* [DESCRIPTION OF THE TASK]
Which lines in the rows below contain the string "segment"? List each of those lines in full.

* [DATA IN THIS EXERCISE]
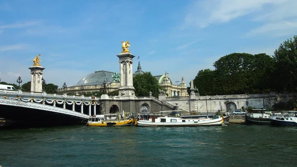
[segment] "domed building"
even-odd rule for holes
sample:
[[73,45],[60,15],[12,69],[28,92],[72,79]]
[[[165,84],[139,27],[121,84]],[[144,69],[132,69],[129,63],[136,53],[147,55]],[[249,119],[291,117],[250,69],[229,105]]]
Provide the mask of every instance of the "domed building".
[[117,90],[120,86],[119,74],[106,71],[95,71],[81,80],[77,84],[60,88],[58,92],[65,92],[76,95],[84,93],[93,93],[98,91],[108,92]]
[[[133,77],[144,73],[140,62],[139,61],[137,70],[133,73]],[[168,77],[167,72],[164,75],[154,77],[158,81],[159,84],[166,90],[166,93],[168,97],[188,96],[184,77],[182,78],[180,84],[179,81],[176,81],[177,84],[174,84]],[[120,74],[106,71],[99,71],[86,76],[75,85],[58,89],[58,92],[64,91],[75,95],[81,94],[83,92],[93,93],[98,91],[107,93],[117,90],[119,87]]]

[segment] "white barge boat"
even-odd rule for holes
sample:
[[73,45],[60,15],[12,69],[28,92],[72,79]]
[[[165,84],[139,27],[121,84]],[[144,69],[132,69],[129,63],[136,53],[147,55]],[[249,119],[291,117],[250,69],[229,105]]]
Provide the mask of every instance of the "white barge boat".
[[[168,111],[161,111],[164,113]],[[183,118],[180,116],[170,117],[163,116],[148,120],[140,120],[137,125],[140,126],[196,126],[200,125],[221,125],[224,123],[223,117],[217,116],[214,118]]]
...
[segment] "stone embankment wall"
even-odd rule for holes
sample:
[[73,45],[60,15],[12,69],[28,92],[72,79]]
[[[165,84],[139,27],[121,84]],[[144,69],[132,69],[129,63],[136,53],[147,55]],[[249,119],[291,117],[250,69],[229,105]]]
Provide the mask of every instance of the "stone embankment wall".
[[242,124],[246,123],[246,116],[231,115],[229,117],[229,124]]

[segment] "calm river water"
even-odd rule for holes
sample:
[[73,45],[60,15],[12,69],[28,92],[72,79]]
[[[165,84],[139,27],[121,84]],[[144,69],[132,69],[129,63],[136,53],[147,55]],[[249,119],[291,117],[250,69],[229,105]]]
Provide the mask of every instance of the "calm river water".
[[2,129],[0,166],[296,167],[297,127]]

* [ANSWER TO THE PROBLEM]
[segment] "domed building"
[segment] "white barge boat"
[segment] "stone embankment wall"
[segment] "calm river water"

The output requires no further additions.